Task item A
List every example the passage on consensus calling gives in parentheses of how an error can arise before sequencing.
Task item B
In the passage on consensus calling, what is used to estimate the probability of a sequencing error on an individual read?
Task item C
Repeat word for word everything in the passage on consensus calling from "- an error could be introduce after" down to "causes any harm.".
==== Reading passage ====
So lets consider the set of observations for a given base of the source molecule. We have a number of possible events that can introduce an error:
- a sequencing error can occur on an individual read; we use the sequencer’s quality score to estimate this probability.
- an error could be introduce prior to incorporating the UMIs; this would cause all the reads to have the same error (ex. oxidative damage or deamination). We cannot correct these without Duplex Sequencing, where we can leverage the fact that such errors would only occur one one strand and not the other.
- an error could be introduce after to incorporating the UMIs but prior to sequencing; this would cause all the reads after this event to have the same error (ex. during PCR amplification or target capture)*.
The consensus calling model takes as input priors for the last two events. The priors should be set based on empirical analysis, due to these being specific to a sequencing protocol. The asterisk (*) here is to state that we do not model sub-populations of reads that arise from the same event, such as an error introduced into one of the first few cycles of PCR. We make the simplifying assumption that these are independent events. Further examination of your data is warranted to see if this causes any harm.
==== Source material ====
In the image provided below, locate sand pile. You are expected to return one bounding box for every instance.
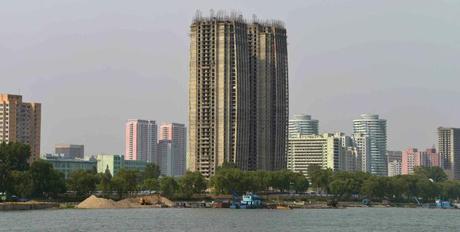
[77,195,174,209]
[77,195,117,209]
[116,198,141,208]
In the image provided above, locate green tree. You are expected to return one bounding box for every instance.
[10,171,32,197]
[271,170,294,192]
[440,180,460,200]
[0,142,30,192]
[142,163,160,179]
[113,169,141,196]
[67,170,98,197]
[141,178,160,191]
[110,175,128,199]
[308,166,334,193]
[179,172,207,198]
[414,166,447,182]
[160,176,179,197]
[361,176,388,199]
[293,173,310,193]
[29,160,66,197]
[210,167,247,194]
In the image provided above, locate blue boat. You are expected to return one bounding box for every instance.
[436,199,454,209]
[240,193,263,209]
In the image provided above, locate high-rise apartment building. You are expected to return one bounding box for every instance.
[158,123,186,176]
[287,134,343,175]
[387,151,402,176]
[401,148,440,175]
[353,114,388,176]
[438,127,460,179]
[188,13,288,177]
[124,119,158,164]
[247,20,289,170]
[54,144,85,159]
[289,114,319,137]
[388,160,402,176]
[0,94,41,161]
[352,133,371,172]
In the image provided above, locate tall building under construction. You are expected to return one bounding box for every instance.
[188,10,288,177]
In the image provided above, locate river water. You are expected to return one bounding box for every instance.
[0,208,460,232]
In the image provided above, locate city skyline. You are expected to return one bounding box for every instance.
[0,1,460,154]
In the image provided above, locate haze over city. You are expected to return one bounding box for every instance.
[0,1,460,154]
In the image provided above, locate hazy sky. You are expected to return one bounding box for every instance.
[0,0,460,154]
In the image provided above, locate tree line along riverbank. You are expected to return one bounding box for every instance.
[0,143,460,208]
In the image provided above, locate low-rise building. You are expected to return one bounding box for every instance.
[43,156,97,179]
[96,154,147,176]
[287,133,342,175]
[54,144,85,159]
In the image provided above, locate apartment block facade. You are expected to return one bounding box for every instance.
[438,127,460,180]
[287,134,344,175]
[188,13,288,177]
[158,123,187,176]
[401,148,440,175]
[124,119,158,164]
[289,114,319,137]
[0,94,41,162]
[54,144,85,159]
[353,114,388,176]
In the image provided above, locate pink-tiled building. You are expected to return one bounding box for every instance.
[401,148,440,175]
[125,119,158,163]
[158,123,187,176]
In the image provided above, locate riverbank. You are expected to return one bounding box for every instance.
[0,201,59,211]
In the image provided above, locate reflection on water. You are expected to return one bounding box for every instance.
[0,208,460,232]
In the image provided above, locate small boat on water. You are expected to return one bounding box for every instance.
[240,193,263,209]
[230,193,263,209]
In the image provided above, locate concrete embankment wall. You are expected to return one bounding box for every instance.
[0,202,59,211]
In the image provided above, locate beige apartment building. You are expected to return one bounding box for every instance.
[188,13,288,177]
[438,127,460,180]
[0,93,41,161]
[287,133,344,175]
====
==== Source material ====
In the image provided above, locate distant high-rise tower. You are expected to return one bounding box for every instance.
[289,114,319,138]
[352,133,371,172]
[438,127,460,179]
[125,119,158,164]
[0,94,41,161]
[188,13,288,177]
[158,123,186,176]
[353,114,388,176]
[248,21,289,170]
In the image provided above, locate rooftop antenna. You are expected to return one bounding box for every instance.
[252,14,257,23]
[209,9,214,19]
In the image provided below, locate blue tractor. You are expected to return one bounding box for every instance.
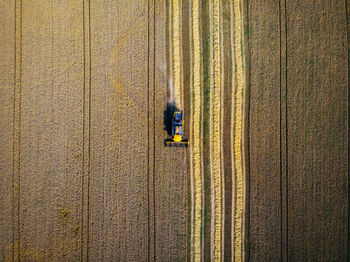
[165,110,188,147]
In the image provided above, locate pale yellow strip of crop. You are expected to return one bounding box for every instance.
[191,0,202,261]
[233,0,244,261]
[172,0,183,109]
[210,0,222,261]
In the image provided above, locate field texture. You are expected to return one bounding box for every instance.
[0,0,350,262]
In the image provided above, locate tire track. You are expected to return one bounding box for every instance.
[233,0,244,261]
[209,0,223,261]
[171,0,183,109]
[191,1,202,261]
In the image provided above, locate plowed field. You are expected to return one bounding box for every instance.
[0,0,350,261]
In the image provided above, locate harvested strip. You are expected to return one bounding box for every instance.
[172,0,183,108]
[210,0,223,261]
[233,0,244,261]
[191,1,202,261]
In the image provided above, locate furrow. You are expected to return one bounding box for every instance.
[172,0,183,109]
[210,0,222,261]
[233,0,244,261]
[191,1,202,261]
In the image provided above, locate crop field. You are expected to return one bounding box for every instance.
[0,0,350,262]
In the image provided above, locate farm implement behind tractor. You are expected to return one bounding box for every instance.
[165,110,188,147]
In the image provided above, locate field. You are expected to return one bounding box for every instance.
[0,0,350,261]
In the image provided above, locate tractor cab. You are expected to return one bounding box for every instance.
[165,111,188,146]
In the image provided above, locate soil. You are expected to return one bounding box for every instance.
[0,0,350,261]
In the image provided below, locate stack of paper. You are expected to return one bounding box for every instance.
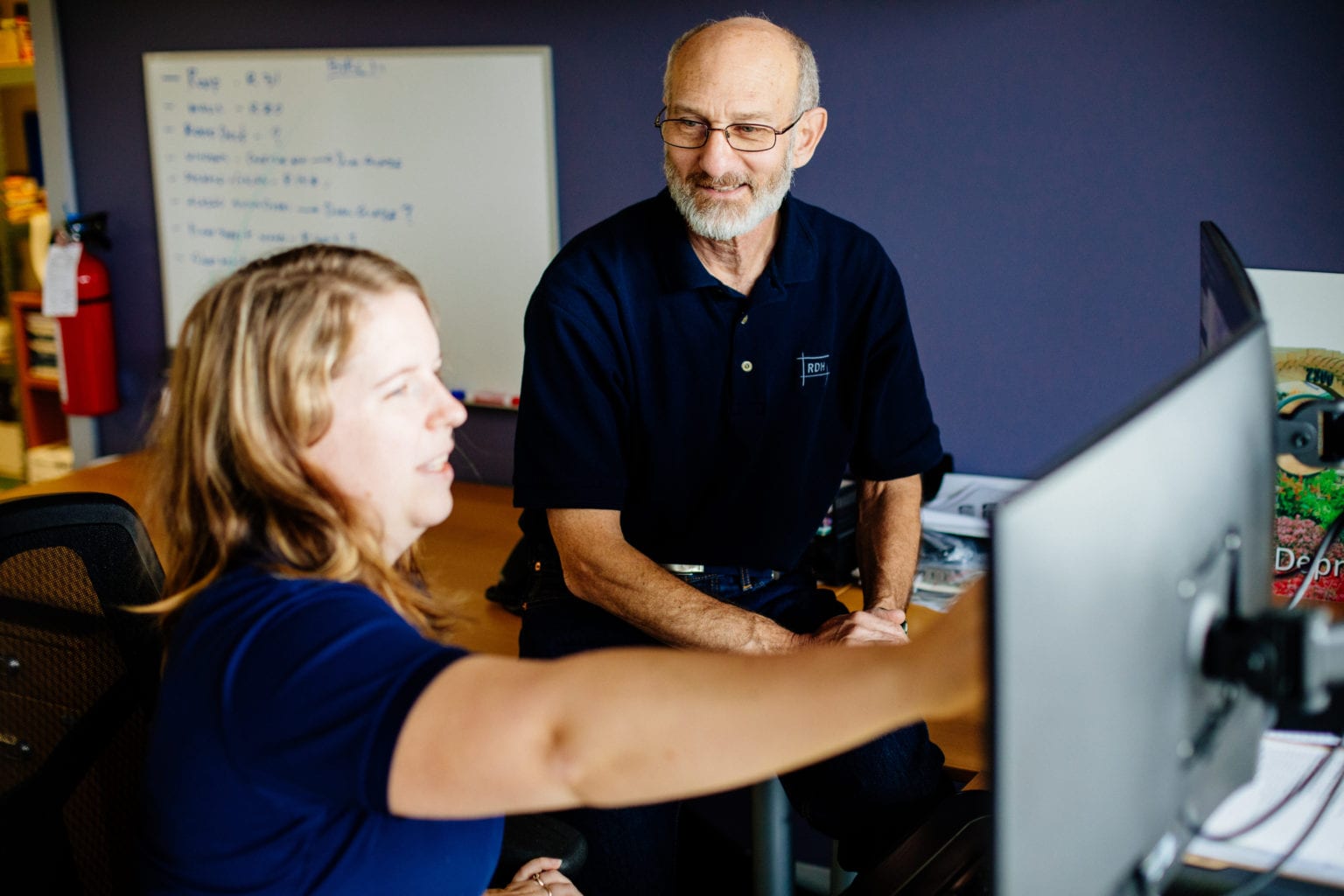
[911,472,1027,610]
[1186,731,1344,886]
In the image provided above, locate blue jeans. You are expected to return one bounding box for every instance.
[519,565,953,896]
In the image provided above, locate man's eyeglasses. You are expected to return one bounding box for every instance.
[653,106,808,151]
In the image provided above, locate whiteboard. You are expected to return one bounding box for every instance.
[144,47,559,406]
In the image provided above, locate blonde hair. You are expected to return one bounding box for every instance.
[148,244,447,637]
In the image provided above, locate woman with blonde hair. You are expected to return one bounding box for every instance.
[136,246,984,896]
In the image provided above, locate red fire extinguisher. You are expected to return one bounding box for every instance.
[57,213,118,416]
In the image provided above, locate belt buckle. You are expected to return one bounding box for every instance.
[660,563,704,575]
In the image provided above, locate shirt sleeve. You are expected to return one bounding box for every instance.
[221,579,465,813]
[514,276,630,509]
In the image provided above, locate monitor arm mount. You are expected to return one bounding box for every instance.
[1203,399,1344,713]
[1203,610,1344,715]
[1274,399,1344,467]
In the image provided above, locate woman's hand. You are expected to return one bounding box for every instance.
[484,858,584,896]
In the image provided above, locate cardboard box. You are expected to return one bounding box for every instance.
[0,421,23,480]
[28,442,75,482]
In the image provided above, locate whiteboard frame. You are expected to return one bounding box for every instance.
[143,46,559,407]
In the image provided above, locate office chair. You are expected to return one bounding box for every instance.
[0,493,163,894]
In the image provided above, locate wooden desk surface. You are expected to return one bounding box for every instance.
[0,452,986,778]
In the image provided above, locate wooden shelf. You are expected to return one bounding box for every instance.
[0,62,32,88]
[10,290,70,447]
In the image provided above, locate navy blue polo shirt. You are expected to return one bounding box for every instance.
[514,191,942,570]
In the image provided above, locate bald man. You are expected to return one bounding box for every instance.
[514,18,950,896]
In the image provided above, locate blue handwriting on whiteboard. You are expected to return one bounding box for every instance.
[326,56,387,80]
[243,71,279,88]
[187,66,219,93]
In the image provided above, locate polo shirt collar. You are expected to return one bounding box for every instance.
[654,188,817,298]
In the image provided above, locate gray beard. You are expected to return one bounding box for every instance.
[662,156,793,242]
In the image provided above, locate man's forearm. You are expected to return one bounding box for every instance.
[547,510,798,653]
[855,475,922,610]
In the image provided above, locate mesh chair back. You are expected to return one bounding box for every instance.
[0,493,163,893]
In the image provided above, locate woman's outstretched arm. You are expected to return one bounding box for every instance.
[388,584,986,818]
====
==== Source material ====
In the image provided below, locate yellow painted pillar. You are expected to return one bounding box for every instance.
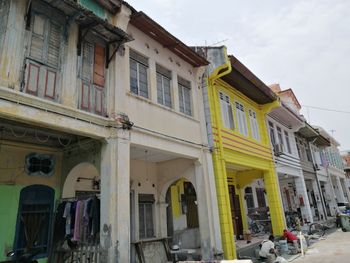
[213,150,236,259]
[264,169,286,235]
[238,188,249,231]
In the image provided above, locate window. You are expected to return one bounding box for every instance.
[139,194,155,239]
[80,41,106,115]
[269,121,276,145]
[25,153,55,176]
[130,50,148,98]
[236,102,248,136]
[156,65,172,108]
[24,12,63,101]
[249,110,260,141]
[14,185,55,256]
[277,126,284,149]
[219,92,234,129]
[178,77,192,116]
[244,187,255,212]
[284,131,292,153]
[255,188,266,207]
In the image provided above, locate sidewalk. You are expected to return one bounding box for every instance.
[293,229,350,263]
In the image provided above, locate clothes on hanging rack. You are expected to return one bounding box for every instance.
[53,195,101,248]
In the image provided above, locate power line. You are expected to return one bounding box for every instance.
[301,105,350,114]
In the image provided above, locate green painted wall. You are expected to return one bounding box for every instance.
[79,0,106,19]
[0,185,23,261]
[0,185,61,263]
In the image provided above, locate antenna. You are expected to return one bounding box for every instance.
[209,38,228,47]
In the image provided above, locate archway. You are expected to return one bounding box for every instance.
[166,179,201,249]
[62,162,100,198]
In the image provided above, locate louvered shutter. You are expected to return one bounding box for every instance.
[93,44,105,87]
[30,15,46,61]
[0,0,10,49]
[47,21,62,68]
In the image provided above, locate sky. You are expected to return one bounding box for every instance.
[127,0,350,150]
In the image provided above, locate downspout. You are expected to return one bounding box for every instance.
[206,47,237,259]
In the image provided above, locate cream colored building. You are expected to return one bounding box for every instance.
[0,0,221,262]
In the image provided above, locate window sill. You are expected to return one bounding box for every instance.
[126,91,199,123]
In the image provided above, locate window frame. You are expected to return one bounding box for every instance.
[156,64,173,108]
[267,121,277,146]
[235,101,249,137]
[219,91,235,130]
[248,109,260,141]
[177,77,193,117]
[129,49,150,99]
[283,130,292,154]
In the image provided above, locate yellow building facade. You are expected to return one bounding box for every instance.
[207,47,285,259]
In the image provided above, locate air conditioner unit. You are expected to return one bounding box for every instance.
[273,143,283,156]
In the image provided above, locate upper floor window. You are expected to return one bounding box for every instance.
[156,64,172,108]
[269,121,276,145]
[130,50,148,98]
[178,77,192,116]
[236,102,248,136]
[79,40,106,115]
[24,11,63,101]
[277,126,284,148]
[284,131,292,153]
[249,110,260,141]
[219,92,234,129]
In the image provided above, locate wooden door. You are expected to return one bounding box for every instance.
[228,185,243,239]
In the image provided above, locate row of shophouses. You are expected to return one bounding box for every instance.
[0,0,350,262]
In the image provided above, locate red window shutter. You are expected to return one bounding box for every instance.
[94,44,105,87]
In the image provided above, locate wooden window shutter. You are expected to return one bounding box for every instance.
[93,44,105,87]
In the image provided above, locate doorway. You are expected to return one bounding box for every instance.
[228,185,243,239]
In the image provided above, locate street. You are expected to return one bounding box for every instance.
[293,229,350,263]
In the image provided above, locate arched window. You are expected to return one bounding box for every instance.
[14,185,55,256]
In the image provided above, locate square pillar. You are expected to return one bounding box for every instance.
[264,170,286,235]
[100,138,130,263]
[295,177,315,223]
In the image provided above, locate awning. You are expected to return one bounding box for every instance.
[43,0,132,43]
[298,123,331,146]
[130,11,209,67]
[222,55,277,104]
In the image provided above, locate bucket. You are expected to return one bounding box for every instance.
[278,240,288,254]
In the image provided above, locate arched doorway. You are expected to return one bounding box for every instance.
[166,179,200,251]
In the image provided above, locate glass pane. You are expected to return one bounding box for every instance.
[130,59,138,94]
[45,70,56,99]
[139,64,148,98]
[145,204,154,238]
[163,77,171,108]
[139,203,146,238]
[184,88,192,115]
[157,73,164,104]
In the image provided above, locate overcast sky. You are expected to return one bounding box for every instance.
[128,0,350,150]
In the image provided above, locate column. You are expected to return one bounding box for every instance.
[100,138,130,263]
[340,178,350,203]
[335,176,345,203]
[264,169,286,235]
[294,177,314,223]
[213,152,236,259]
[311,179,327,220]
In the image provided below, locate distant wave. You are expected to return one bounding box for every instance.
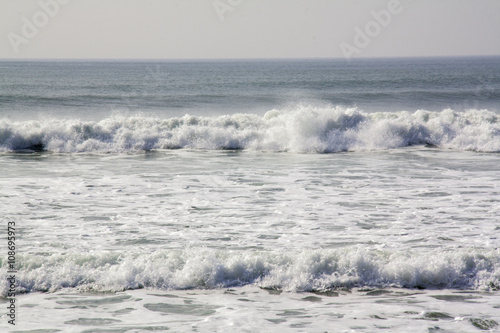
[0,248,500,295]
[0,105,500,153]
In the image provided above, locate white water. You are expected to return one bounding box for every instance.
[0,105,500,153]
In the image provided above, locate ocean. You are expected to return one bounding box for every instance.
====
Expected output A
oxidative damage
deamination
PCR amplification
target capture

Expected output B
The sequencer's quality score.

Expected output C
- an error could be introduce after to incorporating the UMIs but prior to sequencing; this would cause all the reads after this event to have the same error (ex. during PCR amplification or target capture)*.
The consensus calling model takes as input priors for the last two events. The priors should be set based on empirical analysis, due to these being specific to a sequencing protocol. The asterisk (*) here is to state that we do not model sub-populations of reads that arise from the same event, such as an error introduced into one of the first few cycles of PCR. We make the simplifying assumption that these are independent events. Further examination of your data is warranted to see if this causes any harm.